### [Exercise requirements]
Filter the items that follow, copying every line that contains the word "wall". Matching is case-sensitive.

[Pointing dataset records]
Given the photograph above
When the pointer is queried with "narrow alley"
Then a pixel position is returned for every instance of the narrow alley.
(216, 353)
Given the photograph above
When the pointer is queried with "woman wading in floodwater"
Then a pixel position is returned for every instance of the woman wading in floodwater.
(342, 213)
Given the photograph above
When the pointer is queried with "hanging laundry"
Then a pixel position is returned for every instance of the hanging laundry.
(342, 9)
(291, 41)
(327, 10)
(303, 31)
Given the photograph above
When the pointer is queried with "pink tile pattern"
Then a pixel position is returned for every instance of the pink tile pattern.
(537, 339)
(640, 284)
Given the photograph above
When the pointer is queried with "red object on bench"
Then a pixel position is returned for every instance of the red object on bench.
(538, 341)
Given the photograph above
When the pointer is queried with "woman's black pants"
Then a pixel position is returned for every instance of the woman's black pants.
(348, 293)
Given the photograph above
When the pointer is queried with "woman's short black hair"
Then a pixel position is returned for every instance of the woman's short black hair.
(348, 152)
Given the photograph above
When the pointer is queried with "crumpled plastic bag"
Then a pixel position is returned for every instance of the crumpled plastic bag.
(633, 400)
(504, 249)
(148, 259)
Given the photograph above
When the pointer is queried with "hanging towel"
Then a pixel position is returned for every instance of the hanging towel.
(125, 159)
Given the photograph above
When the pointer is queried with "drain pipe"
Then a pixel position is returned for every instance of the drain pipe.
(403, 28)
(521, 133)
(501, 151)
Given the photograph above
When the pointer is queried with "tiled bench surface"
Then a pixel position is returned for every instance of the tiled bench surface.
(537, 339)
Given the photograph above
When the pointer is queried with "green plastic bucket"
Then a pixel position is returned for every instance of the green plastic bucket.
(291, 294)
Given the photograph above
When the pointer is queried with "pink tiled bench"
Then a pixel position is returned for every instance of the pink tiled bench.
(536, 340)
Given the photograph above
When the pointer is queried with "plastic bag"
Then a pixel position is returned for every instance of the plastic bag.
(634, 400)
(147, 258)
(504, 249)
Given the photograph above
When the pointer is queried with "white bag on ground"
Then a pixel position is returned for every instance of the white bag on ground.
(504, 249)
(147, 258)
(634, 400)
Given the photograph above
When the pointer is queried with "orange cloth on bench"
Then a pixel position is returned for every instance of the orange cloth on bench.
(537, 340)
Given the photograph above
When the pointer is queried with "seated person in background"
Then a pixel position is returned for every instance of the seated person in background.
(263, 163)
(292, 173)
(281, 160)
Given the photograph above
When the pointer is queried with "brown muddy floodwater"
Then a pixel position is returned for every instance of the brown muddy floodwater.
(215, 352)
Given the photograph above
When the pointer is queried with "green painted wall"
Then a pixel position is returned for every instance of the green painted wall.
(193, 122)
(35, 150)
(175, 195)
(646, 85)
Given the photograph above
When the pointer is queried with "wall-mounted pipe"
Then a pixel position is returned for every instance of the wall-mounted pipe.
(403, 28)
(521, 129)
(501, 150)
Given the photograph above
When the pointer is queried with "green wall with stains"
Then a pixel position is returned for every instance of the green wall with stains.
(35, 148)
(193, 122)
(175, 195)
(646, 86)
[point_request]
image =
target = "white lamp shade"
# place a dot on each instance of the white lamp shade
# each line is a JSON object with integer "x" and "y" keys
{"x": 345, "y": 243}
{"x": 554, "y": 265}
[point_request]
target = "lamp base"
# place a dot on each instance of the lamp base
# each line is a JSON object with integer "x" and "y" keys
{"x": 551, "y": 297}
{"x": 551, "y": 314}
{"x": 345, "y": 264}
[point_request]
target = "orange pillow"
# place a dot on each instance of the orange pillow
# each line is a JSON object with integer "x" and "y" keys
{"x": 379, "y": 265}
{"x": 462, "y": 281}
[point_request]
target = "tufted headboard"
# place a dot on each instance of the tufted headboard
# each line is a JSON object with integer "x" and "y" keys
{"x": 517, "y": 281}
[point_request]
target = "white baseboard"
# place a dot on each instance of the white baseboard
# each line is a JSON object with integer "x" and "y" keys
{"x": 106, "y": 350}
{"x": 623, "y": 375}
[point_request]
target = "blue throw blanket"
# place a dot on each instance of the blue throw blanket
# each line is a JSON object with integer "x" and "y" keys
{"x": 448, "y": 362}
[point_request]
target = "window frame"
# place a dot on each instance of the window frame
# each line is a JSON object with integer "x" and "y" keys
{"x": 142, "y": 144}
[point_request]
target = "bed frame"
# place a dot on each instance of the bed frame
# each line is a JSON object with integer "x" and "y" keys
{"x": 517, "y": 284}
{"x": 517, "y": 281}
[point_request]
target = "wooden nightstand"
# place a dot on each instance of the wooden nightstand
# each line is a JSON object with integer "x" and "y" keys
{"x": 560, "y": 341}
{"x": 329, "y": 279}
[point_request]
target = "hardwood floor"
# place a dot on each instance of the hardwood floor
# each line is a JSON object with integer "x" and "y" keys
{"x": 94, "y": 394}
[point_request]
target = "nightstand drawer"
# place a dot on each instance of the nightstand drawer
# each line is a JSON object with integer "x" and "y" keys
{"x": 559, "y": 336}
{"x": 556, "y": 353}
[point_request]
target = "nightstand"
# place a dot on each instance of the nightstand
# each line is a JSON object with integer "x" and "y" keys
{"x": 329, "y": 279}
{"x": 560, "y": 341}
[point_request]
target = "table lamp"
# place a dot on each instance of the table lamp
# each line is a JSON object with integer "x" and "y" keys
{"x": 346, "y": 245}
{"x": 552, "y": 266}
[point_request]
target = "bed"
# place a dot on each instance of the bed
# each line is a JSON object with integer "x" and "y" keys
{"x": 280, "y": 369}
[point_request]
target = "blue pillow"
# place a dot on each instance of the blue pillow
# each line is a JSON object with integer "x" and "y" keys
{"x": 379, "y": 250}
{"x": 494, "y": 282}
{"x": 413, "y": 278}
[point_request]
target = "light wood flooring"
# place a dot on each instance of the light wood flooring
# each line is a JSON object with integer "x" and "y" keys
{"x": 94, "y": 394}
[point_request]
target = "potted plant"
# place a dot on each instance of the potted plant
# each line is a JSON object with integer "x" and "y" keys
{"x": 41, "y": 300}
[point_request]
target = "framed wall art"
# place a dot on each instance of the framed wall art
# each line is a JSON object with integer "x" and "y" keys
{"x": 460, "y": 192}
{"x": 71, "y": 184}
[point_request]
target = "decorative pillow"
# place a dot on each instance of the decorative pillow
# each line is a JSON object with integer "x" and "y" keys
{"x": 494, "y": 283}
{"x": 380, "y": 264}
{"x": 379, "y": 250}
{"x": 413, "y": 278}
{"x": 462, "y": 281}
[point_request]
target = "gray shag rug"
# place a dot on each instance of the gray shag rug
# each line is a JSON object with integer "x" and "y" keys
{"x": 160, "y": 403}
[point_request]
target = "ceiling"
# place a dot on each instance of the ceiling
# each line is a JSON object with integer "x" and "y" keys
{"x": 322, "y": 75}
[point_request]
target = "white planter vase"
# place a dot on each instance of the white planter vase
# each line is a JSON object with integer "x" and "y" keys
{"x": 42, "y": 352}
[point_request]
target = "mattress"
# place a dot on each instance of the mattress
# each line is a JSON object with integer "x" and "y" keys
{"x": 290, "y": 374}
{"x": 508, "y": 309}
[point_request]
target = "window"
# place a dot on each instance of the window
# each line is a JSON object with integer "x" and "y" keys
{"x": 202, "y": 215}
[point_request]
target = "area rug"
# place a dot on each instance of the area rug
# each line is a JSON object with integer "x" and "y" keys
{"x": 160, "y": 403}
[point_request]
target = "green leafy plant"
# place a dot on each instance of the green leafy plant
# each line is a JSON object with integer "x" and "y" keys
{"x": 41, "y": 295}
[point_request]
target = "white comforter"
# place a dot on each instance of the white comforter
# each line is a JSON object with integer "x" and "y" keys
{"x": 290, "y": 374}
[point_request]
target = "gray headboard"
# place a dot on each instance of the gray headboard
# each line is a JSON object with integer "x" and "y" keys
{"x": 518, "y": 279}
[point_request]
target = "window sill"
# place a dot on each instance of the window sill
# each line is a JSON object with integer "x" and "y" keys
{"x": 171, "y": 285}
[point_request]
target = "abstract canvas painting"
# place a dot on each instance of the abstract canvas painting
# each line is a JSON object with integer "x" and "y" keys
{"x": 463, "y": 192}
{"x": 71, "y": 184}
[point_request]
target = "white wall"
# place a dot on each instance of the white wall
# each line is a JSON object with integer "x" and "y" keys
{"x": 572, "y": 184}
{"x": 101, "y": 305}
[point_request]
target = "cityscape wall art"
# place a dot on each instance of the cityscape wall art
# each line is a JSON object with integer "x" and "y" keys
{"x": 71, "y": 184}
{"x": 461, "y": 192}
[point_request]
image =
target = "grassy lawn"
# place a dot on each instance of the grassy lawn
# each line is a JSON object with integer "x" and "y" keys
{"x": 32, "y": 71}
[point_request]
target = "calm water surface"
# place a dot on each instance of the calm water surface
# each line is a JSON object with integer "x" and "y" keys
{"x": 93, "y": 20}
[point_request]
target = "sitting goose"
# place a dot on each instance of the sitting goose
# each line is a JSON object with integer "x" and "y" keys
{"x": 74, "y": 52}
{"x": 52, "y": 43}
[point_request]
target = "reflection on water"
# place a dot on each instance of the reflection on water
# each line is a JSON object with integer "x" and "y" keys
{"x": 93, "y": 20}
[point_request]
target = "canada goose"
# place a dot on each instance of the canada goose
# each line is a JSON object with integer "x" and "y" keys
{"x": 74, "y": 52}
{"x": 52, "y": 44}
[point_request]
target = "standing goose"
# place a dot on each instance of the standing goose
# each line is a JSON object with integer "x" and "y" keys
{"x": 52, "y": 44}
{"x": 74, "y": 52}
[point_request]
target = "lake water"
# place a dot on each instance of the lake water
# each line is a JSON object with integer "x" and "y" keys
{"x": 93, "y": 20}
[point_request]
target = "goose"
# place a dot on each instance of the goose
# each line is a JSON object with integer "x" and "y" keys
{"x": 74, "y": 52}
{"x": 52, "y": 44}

==

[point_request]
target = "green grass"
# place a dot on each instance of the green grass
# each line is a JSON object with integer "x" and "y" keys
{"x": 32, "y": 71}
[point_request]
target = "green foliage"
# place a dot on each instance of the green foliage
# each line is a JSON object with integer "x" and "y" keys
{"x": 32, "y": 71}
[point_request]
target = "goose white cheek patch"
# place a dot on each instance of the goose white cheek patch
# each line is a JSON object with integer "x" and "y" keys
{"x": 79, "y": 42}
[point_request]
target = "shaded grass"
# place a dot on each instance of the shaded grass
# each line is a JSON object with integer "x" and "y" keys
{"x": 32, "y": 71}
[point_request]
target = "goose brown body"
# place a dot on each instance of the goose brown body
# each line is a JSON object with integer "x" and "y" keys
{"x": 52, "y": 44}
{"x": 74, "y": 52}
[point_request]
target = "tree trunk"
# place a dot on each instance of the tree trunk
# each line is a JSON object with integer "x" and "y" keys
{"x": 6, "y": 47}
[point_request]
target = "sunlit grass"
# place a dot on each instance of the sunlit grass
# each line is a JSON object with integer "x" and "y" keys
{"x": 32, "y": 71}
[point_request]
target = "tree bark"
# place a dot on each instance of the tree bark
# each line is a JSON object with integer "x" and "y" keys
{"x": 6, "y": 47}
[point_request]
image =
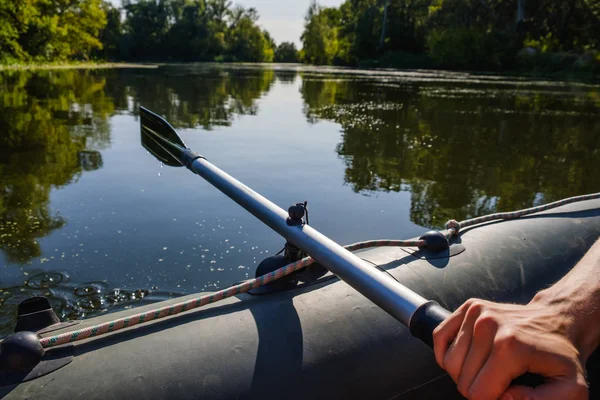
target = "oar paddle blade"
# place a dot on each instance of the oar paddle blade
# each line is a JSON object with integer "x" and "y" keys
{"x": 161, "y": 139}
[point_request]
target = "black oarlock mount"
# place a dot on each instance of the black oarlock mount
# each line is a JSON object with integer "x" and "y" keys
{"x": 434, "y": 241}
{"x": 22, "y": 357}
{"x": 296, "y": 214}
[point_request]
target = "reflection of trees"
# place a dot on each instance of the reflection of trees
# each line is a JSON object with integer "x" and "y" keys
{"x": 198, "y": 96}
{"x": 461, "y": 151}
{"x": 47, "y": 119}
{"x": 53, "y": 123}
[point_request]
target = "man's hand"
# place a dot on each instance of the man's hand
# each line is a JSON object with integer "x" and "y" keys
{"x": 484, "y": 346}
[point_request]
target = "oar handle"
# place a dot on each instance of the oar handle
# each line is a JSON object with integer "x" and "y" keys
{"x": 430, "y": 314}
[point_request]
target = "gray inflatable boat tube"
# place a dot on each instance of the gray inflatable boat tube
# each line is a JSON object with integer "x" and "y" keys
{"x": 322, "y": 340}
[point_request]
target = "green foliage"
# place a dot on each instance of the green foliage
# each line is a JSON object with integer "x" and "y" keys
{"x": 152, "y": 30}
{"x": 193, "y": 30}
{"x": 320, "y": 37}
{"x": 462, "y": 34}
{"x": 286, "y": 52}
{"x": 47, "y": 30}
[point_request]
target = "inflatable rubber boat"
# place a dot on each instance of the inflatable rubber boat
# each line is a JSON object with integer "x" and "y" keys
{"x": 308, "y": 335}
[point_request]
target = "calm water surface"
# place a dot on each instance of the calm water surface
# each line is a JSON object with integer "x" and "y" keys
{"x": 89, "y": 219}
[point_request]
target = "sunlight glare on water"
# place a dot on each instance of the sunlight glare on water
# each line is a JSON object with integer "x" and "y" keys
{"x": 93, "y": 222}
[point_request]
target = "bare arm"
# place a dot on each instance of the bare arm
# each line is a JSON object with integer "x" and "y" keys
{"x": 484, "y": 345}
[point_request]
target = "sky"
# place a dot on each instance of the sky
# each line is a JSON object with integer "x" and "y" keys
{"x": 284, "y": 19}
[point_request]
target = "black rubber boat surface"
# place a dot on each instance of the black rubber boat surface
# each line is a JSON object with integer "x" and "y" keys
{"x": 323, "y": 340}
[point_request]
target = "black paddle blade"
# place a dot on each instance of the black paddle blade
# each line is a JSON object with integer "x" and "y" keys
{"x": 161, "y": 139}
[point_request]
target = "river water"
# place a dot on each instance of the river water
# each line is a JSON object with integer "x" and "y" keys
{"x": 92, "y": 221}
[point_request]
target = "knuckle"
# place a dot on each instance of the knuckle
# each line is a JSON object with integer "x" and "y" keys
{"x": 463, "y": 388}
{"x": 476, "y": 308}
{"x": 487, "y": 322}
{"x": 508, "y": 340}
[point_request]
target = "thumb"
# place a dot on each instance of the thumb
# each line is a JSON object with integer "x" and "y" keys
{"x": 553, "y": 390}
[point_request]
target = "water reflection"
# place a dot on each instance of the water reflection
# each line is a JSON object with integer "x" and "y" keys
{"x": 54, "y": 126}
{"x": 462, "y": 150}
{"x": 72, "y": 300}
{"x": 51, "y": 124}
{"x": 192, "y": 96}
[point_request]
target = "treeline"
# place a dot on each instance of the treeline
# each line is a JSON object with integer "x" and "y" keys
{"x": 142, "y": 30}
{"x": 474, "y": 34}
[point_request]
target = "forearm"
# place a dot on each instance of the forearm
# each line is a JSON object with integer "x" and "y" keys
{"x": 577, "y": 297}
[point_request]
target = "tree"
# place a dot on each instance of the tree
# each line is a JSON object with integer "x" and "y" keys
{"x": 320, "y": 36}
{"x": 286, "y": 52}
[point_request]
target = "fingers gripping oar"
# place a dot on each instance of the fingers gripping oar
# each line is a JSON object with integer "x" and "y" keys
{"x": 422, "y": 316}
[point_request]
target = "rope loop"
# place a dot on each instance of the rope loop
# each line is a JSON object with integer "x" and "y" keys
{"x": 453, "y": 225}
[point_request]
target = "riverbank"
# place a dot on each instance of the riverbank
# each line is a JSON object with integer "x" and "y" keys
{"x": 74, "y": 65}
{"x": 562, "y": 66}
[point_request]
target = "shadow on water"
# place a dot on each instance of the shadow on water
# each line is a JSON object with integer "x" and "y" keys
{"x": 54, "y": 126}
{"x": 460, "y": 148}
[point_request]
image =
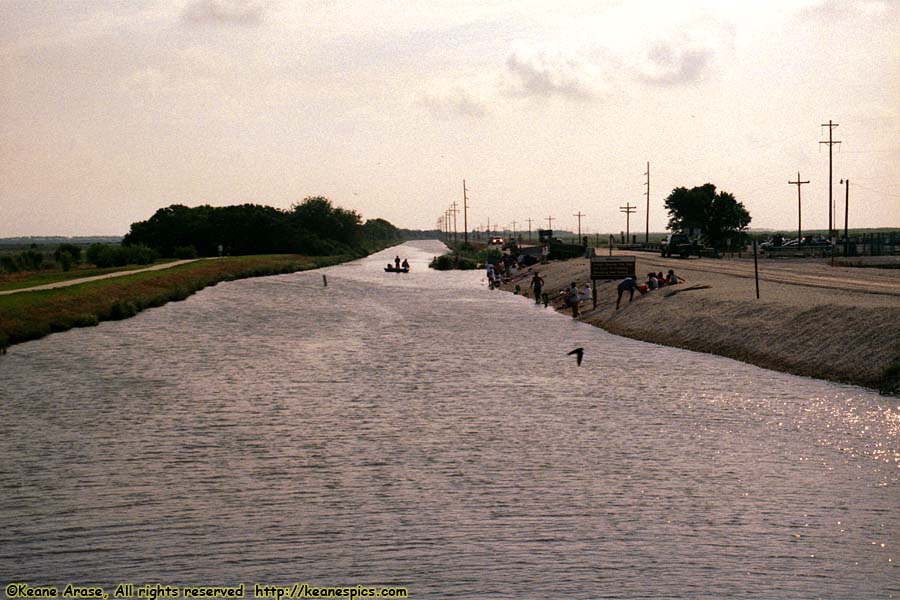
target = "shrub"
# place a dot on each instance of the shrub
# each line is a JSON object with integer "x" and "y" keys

### [Result of the exercise]
When the pointer is queried with "green painted wall"
Then a pixel position is returned for every instance of the green painted wall.
When the pointer is queried with "wall-mounted pipe"
Then a pixel position is returned for every instance of the wall-mounted pipe.
When the pointer is queried with "green wall with stains"
Then a pixel position is returned for every instance of the green wall with stains.
target = "framed wall art"
# place a dot on each instance of the framed wall art
target = "white wall"
# place a dot on each instance of the white wall
target = "cityscape wall art"
# place a dot on each instance of the cityscape wall art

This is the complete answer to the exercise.